__Written request__. Convert every line of each of the entries below into a JSON list of strings, one string per line, leaving out any blank lines.

__Exercise inputs__.
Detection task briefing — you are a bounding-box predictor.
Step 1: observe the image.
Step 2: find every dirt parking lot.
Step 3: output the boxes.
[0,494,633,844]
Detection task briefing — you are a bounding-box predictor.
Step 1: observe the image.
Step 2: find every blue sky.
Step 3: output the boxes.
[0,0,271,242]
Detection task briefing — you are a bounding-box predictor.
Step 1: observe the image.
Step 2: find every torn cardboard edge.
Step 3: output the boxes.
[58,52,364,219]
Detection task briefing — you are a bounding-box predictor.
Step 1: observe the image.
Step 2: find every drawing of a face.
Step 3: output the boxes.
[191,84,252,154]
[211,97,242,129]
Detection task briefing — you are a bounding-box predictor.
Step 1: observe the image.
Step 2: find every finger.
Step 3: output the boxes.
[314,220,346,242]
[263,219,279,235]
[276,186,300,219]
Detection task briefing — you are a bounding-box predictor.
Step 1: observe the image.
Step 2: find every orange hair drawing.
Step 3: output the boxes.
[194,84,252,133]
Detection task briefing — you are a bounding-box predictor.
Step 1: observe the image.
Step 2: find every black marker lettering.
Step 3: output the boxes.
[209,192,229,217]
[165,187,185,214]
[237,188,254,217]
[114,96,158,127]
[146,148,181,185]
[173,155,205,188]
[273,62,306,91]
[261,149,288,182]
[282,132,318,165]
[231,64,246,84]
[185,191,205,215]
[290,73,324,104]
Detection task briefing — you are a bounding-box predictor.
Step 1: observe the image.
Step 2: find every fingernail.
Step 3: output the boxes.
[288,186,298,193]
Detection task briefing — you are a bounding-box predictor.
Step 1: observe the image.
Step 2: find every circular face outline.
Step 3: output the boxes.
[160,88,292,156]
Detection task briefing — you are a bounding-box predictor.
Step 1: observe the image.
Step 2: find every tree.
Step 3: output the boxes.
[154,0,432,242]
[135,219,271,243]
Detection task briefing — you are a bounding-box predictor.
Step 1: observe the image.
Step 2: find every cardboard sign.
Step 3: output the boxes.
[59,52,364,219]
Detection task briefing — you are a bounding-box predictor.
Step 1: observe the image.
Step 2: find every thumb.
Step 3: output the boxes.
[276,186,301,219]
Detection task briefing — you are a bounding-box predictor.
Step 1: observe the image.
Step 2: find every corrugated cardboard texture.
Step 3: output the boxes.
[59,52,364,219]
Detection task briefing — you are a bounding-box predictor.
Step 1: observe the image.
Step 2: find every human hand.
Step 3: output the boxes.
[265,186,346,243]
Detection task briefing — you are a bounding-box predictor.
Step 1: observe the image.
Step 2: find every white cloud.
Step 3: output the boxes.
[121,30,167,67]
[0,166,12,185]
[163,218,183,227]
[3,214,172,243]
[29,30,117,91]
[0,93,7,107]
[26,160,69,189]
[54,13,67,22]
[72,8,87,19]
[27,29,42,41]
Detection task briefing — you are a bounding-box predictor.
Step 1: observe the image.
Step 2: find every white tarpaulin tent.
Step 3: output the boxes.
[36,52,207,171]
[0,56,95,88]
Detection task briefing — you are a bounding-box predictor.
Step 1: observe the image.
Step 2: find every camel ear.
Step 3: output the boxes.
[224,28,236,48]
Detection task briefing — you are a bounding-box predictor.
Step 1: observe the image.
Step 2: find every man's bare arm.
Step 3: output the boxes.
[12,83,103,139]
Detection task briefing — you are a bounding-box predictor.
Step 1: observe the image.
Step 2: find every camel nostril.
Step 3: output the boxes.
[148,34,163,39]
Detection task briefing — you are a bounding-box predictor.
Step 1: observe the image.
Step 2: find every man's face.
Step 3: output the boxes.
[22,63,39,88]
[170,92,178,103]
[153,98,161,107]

__Exercise result__.
[
  "Detection task briefing — you are a bounding-box predictor.",
  "Step 1: observe the image.",
  "Step 2: find every dirt parking lot.",
  "Step 3: output the boxes.",
  "[0,494,633,844]",
  "Detection task briefing — you are a bounding-box predictor.",
  "Step 1: observe the image.",
  "Step 2: find every blue sky.",
  "Step 3: output the boxes.",
  "[0,0,271,242]",
  "Detection task briefing — you are a bounding-box predictor.",
  "Step 1: observe the image.",
  "Step 2: find every torn cardboard edge.",
  "Step 3: output the boxes.",
  "[58,52,364,219]",
  "Detection task briefing — you are a bounding-box predictor.",
  "Step 1: observe the image.",
  "Step 2: find every drawing of a face.",
  "Step 3: output the boxes.",
  "[191,84,252,154]",
  "[211,97,242,129]",
  "Detection task briefing — you are a bounding-box predictor.",
  "Step 1: observe the image.",
  "Step 2: find every finger.",
  "Step 3: output the boxes.",
  "[314,220,346,242]",
  "[263,219,279,235]",
  "[276,186,300,219]",
  "Detection task briefing — you are a bounding-box predictor.",
  "Step 1: observe the image.",
  "Step 2: find every orange hair drawing.",
  "Step 3: output the boxes.",
  "[194,84,252,133]",
  "Detection task briefing — you are a bounding-box predictor.",
  "Step 1: observe the image.",
  "Step 2: find every black marker lettering.",
  "Step 3: output the boxes.",
  "[209,192,229,217]",
  "[165,187,185,214]",
  "[237,188,254,217]",
  "[114,96,158,127]",
  "[146,148,181,185]",
  "[173,155,205,188]",
  "[273,62,306,91]",
  "[261,149,288,182]",
  "[282,132,318,165]",
  "[231,64,246,84]",
  "[185,191,205,215]",
  "[290,73,324,104]",
  "Detection task briefing — you are a bounding-box predictor.",
  "Step 1: observe the image.",
  "Step 2: find every fingernail.",
  "Step 3: output the boxes.",
  "[288,186,298,193]",
  "Detection task briefing — you are a bounding-box predictor.",
  "Step 1: observe the image.",
  "Step 2: find every circular face outline.",
  "Step 3: output the boxes.",
  "[160,88,292,156]",
  "Detection task briefing — you are a bounding-box predictor.",
  "Step 1: observe the image.",
  "Step 2: find every tree.",
  "Step 3: output the boxes.",
  "[154,0,432,242]",
  "[135,219,271,243]",
  "Detection task briefing — you are a bounding-box predictor.",
  "Step 1: observe the image.",
  "Step 2: find every cardboard sign.",
  "Step 3: output the boxes.",
  "[59,52,364,219]",
  "Detection task briefing — you are a bounding-box predictor.",
  "Step 1: observe the image.",
  "Step 2: find every thumb.",
  "Step 3: output the boxes.",
  "[276,186,301,219]",
  "Detection task briefing — you are a bounding-box predictor.",
  "Step 1: observe the image.",
  "Step 2: find every corrugated cardboard texture.",
  "Step 3: output the boxes.",
  "[59,52,364,219]",
  "Detection task briefing — you are a bounding-box predictor.",
  "Step 1: observe the image.",
  "Step 2: find every human hand.",
  "Step 3: output the boxes.",
  "[265,186,346,243]",
  "Detection task briefing — you are a bounding-box predictor.",
  "Step 1: observe the image.",
  "Step 2: find every white cloud.",
  "Step 3: output the boxes.",
  "[121,30,167,67]",
  "[0,166,12,185]",
  "[163,218,183,227]",
  "[3,214,172,243]",
  "[29,30,117,91]",
  "[0,93,7,107]",
  "[26,160,69,189]",
  "[54,13,67,22]",
  "[72,8,87,19]",
  "[27,29,42,41]",
  "Detection task briefing — you are a bounding-box predictor.",
  "Step 1: observe the image.",
  "Step 2: find every white tarpaulin tent.",
  "Step 3: output the boxes.",
  "[36,52,207,171]",
  "[0,56,95,88]",
  "Detection task briefing — you are a bounding-box predictor.",
  "Step 1: observe the image.",
  "Step 2: find every camel ear.",
  "Step 3: output the boxes.",
  "[224,28,236,48]",
  "Detection task briefing — you are a bounding-box predictor.",
  "Step 1: observe the image.",
  "Step 2: find every man's bare arm.",
  "Step 3: output the boxes.",
  "[12,83,103,139]",
  "Detection task briefing — you are a bounding-box predictor.",
  "Step 1: observe the image.",
  "Step 2: find every camel nostril.",
  "Step 3: output the boxes.",
  "[148,34,163,39]",
  "Detection task briefing — you are a bounding-box predictor.",
  "Step 1: observe the image.",
  "Step 2: find every man's face.",
  "Step 3: output the boxes.",
  "[22,63,39,88]",
  "[170,92,178,103]",
  "[153,98,161,107]"
]